> **Prompt**: Display each line of the records that contains the string "spaces", matching case exactly.

> **Data provided**:
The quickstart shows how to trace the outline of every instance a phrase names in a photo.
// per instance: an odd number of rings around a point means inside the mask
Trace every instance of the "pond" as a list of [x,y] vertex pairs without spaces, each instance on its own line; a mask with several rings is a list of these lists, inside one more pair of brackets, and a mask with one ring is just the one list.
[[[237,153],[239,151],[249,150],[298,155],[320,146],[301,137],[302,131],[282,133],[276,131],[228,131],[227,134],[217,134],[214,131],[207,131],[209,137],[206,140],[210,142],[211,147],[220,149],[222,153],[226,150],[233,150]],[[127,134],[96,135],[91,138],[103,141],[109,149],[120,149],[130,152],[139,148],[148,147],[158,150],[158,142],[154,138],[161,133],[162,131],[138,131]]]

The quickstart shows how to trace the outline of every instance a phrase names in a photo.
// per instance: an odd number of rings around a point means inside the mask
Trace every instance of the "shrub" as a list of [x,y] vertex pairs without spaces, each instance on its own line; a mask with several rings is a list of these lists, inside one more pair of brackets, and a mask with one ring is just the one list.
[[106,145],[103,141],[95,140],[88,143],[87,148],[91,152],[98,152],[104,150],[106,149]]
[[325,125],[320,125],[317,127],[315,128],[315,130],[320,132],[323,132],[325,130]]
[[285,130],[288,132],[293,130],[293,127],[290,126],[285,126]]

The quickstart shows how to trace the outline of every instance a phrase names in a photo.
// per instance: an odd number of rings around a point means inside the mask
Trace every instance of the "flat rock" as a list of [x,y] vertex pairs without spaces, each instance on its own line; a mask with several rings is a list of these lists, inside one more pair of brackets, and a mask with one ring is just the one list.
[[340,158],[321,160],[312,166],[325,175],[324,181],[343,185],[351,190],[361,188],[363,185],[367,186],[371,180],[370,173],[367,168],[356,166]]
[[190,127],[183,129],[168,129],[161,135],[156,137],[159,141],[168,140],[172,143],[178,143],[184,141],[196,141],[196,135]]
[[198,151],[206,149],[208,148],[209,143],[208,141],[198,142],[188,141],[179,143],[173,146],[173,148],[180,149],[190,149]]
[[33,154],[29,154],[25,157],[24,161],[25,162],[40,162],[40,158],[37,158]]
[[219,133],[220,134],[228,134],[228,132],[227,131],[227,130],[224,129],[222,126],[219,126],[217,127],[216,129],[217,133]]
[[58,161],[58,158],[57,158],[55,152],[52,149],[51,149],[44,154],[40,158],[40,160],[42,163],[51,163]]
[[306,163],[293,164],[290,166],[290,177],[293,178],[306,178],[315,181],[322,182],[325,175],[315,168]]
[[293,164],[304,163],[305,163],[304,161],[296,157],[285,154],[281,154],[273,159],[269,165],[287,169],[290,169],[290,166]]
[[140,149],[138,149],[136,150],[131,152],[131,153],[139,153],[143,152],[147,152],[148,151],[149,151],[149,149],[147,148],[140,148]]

> **Final result**:
Trace every instance of the "pond" as a list of [x,y] vertex pairs without spaces, each instance on its own line; a mask with several rings is a list of these lists, inside one more pair of brackets, and a mask with one ring is just the one list.
Trace every instance of the "shrub" as a list of [x,y] vertex pairs without spaces, each instance on its own line; a mask with several rings is a list of these lists, inside one more pair of brackets, and a mask with one ring is just the one list.
Trace every instance of the "flat rock" as a list of [x,y] vertex pairs without spaces, each instance on its own line; a mask with several rings is a list of these lists, inside one more pair of brackets, and a mask with one ring is just the one list.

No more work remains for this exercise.